- Document extract -
Start of Block

We come again to the question of whether history repeats, or rather —since who can deny it entirely— in what ways it does and doesn’t. And it’s tempting to try and ascertain what has happened to catalyze this style of event, even if it’s likely quixotic. I think often that social media has unleashed millions and millions of cults of personality, scaled down to the most local level; there are cults of personality with no members other than the performing leader. And this style of event is characterized in part by the dominance of personalities as forces. The dramatic situation at Twitter is largely down to one man’s personality. Brexit, too, has much to do with personalities, as did January 6th and indeed Trump’s entire trajectory. Perhaps it’s not surprising that “socializing media” —putting a kind of ownership of the means of telecommunications production in the hands of every person on earth— led to individuals becoming state-like, totalitarian in their conceptions of how these systems should work, war-oriented in their views of discourse. But it is surprising that states adapted too, and became more like individuals: reckless, improvisational, incoherent, and fueled mostly by undecipherable personalities.
Simone Weil said that personality “is the part of us which belongs to error and sin,” which I agree with. But more salient is the fact that personality is mysterious. We do not understand it; we cannot readily mimetically duplicate it; it is irreducible even as it seems superficial. Many will act like Elon, but this imitation will not tend to work. Somehow in the mechanized, scaled, digitized, rationalized world of institutions and policies, personality remains non-fungible and dangerous, and with it, individuals, some of whom, for reasons we can only gesture towards, seem to operate under a different social-physics regime entirely. The contest between the individual and institutions is a kind of asymmetric warfare: institutions promulgate rules that simply do not apply, somehow, while individuals take enormous institutional Ls and yet continue to operate freely in contested areas.

End of Block

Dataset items
Start of Block

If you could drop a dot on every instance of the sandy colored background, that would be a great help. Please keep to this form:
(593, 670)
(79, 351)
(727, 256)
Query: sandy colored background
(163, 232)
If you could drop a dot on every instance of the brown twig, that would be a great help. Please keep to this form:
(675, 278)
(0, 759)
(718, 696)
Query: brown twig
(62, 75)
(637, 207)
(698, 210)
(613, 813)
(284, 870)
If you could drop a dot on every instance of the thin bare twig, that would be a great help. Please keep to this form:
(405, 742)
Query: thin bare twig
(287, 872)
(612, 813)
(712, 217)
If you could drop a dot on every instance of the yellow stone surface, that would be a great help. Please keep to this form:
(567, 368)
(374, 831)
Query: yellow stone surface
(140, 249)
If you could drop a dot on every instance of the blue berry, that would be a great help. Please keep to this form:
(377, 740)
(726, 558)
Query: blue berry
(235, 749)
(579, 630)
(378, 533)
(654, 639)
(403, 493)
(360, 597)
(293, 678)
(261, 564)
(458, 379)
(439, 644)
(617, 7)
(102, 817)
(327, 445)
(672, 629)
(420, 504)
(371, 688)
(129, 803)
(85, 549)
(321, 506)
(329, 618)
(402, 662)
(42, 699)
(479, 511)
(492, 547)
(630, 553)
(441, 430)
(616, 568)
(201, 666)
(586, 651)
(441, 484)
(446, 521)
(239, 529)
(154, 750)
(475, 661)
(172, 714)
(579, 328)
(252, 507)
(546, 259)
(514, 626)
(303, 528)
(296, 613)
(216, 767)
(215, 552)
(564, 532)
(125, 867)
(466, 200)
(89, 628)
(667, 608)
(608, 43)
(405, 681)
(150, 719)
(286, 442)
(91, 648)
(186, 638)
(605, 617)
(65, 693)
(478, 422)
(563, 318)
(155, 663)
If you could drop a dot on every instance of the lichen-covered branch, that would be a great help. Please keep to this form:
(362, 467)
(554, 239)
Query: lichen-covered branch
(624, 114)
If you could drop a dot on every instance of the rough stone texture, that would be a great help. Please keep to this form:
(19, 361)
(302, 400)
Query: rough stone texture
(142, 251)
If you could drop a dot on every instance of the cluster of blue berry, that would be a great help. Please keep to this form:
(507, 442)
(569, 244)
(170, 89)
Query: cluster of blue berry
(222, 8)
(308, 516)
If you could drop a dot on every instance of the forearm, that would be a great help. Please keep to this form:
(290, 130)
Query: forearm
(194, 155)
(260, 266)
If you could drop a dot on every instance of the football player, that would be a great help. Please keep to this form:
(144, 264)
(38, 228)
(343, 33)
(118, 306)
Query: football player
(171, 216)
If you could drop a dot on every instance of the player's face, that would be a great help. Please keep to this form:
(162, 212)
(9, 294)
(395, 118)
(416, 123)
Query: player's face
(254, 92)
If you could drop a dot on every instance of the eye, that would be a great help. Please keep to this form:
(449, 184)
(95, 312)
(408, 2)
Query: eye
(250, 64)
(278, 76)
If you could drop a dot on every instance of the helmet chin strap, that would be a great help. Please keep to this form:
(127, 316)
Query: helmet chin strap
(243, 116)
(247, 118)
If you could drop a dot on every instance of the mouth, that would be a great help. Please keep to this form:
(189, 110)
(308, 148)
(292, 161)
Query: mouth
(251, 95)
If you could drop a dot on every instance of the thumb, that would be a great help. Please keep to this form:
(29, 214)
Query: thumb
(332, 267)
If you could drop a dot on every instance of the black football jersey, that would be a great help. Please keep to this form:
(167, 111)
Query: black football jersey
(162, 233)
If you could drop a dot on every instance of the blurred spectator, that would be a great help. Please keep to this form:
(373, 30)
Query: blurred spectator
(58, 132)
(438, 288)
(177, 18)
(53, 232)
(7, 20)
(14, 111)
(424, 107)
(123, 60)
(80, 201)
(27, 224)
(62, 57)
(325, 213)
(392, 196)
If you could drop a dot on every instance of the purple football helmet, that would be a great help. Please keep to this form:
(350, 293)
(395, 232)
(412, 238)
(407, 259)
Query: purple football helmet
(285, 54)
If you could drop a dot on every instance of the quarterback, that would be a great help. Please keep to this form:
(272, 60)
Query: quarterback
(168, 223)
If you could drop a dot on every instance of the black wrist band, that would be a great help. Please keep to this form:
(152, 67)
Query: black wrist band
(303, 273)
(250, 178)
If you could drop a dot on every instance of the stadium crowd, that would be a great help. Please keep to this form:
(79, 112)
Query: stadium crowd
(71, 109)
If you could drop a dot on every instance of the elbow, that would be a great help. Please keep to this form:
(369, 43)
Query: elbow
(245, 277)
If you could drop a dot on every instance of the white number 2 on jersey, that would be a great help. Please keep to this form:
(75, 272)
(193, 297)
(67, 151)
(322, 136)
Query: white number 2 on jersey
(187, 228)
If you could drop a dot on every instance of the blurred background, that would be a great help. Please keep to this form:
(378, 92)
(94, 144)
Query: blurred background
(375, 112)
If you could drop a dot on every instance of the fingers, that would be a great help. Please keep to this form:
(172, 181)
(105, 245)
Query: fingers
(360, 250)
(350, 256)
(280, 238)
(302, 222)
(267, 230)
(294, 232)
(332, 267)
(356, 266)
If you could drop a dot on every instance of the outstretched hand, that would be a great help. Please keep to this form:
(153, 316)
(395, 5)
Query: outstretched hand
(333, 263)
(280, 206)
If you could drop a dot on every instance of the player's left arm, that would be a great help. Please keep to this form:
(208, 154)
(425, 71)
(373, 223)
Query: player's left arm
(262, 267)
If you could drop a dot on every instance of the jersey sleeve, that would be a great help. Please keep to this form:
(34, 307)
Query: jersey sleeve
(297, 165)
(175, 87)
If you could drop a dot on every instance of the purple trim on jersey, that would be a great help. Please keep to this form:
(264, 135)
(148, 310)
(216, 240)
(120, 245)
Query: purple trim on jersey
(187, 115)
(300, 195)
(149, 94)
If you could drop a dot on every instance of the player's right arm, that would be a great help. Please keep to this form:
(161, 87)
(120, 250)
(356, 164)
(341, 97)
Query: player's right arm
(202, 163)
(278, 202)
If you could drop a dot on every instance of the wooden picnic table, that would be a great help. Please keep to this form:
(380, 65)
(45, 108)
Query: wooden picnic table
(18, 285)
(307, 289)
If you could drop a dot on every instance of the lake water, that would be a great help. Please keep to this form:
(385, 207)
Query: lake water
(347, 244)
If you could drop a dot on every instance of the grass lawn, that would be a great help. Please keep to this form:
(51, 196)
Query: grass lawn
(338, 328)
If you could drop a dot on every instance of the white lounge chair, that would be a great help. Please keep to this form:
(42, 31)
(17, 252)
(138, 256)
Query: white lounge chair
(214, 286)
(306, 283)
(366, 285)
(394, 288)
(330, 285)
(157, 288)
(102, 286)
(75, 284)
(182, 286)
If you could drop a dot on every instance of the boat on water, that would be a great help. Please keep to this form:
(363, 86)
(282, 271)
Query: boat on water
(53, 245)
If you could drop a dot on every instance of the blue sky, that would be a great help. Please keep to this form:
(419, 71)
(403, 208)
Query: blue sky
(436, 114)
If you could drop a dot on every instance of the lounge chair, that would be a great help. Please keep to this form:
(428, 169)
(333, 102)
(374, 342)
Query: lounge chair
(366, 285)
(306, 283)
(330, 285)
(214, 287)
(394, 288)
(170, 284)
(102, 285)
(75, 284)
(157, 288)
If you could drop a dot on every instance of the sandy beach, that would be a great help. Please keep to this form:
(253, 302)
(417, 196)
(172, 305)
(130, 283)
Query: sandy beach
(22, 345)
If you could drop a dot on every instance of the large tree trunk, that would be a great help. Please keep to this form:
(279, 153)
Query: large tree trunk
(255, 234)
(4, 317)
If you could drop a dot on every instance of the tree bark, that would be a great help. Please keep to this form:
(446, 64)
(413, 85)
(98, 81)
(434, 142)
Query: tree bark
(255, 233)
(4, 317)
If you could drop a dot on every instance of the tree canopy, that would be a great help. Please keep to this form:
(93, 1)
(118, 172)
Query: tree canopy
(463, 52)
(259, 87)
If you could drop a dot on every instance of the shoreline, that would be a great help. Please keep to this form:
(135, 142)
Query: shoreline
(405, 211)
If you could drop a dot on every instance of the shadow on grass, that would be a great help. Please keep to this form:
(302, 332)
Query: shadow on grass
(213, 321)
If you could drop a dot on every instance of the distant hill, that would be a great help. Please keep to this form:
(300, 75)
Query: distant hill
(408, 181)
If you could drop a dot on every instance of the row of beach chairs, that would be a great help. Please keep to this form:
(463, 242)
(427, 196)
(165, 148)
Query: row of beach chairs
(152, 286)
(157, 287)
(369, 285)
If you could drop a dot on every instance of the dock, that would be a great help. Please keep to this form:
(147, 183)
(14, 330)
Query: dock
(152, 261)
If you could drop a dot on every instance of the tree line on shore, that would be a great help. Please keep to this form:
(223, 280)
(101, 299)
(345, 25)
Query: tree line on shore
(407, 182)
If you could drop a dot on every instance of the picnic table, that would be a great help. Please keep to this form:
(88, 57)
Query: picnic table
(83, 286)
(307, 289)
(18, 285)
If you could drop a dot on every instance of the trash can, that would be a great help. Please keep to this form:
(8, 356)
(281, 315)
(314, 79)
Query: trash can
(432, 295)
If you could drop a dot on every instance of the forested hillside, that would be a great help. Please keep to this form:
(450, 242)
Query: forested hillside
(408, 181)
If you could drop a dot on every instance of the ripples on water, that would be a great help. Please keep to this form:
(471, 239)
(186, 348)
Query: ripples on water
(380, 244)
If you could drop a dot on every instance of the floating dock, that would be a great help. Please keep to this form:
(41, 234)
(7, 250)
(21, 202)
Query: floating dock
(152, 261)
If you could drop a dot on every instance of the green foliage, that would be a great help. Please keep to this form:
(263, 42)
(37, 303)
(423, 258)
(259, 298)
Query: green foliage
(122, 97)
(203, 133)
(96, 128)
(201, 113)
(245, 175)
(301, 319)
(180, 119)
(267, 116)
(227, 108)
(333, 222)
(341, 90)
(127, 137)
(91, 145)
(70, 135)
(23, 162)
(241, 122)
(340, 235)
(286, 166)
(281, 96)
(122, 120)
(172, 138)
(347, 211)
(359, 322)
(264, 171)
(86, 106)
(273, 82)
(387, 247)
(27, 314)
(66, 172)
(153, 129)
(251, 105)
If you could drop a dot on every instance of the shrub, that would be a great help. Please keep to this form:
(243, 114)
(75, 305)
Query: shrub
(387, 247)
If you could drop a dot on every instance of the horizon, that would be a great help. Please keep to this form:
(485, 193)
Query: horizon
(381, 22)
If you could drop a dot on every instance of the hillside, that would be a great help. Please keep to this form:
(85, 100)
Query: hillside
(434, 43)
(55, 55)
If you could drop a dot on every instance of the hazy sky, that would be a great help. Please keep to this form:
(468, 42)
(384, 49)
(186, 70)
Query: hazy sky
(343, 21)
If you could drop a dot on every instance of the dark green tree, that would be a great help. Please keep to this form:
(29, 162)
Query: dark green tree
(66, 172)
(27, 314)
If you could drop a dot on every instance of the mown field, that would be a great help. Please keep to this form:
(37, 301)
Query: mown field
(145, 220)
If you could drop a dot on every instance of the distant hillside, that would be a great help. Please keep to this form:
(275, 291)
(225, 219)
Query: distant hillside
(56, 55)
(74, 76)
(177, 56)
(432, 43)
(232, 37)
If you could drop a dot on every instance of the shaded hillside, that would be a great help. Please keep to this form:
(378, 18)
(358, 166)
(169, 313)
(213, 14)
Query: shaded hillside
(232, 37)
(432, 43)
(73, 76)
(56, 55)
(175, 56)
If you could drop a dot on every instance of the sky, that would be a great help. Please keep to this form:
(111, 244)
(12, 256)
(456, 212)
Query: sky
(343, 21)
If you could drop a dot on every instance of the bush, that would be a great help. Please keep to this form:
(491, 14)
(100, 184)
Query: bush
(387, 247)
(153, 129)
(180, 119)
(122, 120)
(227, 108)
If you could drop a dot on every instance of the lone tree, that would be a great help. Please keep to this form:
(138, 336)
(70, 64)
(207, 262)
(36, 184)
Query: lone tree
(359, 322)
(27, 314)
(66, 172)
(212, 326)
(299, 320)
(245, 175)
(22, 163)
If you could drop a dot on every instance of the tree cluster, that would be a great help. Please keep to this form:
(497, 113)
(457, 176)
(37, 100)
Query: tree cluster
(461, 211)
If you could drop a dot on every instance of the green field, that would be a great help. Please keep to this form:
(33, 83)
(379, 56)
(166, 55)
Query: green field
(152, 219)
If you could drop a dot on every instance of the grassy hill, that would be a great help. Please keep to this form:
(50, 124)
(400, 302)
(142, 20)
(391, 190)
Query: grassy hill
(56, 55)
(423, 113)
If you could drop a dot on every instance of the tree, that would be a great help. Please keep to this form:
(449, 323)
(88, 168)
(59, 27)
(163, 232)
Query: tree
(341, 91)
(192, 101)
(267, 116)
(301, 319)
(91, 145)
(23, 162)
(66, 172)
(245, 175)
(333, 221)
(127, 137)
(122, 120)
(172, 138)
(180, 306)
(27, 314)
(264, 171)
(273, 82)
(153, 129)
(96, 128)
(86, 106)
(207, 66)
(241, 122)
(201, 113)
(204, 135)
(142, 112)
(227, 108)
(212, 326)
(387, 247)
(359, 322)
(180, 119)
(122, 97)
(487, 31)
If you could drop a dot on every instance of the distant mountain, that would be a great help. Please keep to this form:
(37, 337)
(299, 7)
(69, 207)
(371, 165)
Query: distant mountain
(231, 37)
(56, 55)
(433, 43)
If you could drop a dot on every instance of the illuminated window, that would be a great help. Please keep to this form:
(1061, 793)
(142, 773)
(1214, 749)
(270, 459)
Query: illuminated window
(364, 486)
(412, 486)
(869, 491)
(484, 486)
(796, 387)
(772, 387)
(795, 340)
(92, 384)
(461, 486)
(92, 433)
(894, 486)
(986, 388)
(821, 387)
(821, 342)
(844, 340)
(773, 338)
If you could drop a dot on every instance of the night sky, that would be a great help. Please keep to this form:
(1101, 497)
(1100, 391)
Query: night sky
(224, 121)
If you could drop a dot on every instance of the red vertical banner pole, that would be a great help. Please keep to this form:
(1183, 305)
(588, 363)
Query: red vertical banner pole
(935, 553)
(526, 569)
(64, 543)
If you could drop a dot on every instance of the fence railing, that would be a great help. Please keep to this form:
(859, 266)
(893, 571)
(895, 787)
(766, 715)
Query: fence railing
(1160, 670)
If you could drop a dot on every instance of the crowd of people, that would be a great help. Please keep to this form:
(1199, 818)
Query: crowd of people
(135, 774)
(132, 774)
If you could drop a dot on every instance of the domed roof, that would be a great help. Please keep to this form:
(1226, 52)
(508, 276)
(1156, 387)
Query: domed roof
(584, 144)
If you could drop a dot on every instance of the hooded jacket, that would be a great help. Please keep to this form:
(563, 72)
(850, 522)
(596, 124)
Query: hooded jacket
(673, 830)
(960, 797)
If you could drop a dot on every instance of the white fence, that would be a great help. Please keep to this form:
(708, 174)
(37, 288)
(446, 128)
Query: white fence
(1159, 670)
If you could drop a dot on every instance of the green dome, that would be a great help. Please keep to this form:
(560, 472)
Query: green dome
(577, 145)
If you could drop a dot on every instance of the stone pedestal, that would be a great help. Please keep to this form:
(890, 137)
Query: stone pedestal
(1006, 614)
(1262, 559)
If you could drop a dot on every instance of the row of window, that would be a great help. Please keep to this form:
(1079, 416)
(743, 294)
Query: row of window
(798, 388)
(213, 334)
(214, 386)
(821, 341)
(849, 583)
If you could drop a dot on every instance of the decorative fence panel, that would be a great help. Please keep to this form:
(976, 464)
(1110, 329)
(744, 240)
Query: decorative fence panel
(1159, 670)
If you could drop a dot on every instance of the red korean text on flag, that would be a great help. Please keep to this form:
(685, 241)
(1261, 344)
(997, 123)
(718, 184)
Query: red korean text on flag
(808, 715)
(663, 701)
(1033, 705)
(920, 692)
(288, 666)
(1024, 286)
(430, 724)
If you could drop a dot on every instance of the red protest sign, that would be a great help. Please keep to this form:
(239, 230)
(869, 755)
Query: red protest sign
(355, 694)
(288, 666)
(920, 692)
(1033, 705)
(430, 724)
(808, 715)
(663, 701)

End of Block

- Activity 1 -
According to the passage on personality, what did Simone Weil say personality is?
- Activity 2 -
List every event or situation that the passage on personality names as driven largely by personalities.
- Activity 3 -
Please write the next few sentences of the passage on personality, picking up after its final sentence.

- Expected output 1 -
She said personality is "the part of us which belongs to error and sin."

- Expected output 2 -
- The dramatic situation at Twitter
- Brexit
- January 6th
- Trump's entire trajectory

- Expected output 3 -
Above all, with Brexit, with Twitter, with America, one thing that I can never figure out is: do any of these people have a plan? Supporters of the chaos agents insist they do, but the plan seems to be do as I do based on how I feel, and the world will respond as I want, nothing more. Can that be so? If it is, it accounts for the childish feeling everything has today, for this is what children do. There is no deliberation or strategy, only the unending flow of raw personality into systems we thought beyond its effects, structures we assumed were supra-personal. Whatever made them seem so is gone, however. Whereas a committed communist might have once said “the private life is dead,” today the private life has roared back, is interwoven with the public life, dominates material conditions to an extent I could have never imagined. In the backs of many minds reading the news must be the phrase “they can’t keep getting away with it,” yet they do, for better and worse. I have no idea what to make of it, but thank Sophia for pointing it out.
The Musk takeover reminded me so much of Liz Truss the previous month, their shared qualities being something like: “I imagined this would be chaotic, bad, a little entertaining, and it has surpassed my wildest fears/expectations.” We seemed to have been primed by a century of satire and farce to recognise this age. The chaos is familiar, it just feels slightly fictional. As does war, as does the pandemic, etc etc. Chaotic times maybe always feel like the fictions inspired by the last chaotic times.